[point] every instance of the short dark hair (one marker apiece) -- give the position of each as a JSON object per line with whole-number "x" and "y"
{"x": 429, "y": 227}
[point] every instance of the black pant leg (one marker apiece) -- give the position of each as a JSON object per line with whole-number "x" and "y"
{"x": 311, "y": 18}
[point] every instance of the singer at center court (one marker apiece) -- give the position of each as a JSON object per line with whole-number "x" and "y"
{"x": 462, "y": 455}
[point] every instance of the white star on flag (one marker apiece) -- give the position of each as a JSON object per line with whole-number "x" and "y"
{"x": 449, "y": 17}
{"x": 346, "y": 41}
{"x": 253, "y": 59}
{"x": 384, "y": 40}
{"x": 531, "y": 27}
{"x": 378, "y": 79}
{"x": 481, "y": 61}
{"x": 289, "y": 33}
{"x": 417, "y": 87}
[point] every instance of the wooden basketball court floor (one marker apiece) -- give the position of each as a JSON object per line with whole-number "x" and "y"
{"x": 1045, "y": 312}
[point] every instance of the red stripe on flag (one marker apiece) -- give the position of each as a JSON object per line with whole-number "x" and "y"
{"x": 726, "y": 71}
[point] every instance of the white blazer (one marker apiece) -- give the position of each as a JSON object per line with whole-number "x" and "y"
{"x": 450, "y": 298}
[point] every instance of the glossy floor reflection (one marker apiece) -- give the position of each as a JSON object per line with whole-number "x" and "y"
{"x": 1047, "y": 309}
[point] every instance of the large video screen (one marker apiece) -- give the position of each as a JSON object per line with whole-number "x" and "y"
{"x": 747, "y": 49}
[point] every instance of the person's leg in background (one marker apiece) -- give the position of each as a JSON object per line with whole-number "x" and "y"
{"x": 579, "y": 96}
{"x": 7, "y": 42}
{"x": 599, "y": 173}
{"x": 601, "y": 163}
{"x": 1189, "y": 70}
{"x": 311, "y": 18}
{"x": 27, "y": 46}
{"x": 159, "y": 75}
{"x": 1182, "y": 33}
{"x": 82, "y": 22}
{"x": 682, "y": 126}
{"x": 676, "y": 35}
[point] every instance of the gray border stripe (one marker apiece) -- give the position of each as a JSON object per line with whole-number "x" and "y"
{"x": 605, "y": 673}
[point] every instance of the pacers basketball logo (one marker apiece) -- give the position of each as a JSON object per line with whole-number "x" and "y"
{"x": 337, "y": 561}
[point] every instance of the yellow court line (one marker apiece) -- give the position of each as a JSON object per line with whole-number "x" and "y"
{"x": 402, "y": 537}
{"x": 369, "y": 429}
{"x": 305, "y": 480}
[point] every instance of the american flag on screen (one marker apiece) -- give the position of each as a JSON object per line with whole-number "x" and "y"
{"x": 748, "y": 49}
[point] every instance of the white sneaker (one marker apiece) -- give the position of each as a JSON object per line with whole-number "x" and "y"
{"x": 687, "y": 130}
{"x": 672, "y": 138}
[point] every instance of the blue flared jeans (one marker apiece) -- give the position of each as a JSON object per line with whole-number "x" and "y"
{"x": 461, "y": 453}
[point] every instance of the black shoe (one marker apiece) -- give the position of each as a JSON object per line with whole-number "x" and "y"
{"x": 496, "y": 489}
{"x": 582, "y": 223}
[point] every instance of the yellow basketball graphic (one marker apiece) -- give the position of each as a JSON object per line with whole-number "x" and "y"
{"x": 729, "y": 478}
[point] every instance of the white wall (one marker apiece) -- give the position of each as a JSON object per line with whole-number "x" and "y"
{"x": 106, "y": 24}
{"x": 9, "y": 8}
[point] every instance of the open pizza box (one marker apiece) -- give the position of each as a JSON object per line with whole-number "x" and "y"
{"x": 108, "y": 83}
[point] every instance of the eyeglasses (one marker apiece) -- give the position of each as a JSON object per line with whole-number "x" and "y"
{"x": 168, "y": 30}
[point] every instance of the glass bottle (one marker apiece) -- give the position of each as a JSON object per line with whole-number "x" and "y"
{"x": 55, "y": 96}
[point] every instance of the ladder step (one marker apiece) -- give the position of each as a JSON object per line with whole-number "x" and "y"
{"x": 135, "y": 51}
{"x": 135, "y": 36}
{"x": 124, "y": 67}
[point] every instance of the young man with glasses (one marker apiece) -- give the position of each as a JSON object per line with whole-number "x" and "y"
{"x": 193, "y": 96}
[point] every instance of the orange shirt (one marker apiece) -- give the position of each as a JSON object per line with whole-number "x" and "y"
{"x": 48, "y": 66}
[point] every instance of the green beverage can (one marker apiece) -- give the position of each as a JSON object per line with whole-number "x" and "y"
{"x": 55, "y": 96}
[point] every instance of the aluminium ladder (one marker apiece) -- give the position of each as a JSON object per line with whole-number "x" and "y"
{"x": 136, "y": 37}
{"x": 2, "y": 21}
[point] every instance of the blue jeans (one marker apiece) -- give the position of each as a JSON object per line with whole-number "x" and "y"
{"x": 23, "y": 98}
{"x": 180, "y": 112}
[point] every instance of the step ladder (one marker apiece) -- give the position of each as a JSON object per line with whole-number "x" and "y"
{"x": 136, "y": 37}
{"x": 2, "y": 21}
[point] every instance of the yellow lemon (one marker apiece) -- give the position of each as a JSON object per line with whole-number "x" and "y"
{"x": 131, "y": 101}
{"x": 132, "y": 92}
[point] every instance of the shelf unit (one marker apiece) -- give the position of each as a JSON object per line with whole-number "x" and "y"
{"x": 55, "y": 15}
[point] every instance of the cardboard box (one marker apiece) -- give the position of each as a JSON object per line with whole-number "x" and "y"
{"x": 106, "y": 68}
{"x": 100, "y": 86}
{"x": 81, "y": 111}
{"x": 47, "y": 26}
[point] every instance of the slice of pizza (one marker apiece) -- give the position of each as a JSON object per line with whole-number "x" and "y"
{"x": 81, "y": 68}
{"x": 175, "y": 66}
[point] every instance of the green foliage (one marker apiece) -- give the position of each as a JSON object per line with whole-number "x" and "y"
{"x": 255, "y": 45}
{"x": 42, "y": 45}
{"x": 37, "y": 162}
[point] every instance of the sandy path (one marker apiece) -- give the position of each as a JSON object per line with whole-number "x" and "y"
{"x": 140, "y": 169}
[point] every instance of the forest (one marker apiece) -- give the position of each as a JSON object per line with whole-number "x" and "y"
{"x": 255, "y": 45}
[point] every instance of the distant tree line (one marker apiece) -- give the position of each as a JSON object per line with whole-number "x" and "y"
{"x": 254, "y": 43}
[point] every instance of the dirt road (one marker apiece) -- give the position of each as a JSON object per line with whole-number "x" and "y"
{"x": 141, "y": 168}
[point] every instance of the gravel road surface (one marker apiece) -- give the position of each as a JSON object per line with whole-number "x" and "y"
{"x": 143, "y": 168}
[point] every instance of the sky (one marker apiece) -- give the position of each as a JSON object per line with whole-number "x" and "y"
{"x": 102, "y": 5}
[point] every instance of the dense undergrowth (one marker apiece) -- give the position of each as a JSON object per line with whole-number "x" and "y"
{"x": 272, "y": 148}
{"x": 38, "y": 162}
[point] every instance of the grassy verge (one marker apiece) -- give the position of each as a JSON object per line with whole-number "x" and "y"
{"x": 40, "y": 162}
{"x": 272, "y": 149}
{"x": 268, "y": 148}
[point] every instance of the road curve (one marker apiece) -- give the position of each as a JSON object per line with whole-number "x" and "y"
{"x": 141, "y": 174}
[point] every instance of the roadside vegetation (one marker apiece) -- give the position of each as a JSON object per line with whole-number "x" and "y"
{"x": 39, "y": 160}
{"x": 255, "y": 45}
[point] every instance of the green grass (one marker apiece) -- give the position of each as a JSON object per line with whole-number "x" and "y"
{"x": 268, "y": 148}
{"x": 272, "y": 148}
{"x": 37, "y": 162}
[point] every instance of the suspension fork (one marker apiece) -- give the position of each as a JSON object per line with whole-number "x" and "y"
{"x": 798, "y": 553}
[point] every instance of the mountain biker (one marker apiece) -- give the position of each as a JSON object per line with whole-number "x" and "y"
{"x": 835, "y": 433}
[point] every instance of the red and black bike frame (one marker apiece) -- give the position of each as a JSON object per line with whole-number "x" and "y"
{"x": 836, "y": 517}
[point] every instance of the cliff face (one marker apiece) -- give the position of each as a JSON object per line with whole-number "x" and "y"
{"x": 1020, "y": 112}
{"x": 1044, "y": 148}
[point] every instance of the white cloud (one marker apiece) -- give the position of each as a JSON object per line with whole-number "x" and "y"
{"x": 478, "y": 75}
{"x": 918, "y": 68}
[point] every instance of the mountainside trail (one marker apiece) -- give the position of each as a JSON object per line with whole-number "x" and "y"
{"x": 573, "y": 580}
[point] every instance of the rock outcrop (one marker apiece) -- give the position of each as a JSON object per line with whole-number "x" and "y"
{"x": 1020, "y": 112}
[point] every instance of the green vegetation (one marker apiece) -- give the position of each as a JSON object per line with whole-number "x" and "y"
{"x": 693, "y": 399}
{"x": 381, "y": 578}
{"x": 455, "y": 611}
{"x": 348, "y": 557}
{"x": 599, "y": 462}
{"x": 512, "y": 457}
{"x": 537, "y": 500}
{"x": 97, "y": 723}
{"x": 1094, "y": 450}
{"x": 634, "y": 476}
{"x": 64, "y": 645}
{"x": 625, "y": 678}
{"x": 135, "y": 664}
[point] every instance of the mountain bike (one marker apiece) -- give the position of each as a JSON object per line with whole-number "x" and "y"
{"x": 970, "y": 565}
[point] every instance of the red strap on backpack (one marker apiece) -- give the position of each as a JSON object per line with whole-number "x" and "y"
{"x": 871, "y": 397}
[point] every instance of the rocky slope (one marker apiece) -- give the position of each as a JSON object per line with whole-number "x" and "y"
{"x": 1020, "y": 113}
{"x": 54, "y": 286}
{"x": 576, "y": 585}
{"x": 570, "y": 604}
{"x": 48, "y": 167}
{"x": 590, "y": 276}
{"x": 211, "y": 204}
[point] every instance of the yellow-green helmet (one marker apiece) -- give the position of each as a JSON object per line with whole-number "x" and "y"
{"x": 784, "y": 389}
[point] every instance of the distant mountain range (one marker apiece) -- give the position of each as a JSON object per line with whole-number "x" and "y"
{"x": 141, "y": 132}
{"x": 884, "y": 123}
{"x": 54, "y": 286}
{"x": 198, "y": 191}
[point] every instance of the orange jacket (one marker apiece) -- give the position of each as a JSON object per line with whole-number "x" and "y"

------------------------------------

Exercise: Repeat only the lines from the one holding "[point] every instance of the mountain bike (one" through the last line of the data.

Result of this exercise:
[point] every instance of the mountain bike (one marker apiece) -- give the position of each as a JSON object per line with whole-number "x" and "y"
{"x": 970, "y": 565}
[point] every instance of the red strap on backpack (one marker apiece) -- give the position of each as a JSON object per line with whole-number "x" and "y"
{"x": 871, "y": 397}
[point] every instance of the rocky slope (one marker apiece) -- give the position of each as a JSON object per line with whole-number "x" and "y"
{"x": 1020, "y": 113}
{"x": 54, "y": 286}
{"x": 576, "y": 585}
{"x": 570, "y": 604}
{"x": 48, "y": 167}
{"x": 590, "y": 276}
{"x": 211, "y": 204}
[point] every instance of the yellow-green helmet (one marker apiece) -- give the position of each as a JSON object per line with whole-number "x" and "y"
{"x": 784, "y": 389}
[point] every instance of the distant mountain range (one marker apiece) -- give the position of each as a JSON object per line with whole-number "x" and "y"
{"x": 141, "y": 132}
{"x": 884, "y": 123}
{"x": 54, "y": 286}
{"x": 198, "y": 191}
[point] every instance of the orange jacket (one marker apiece) -- give the position of each as a JSON object per line with whole-number "x" and "y"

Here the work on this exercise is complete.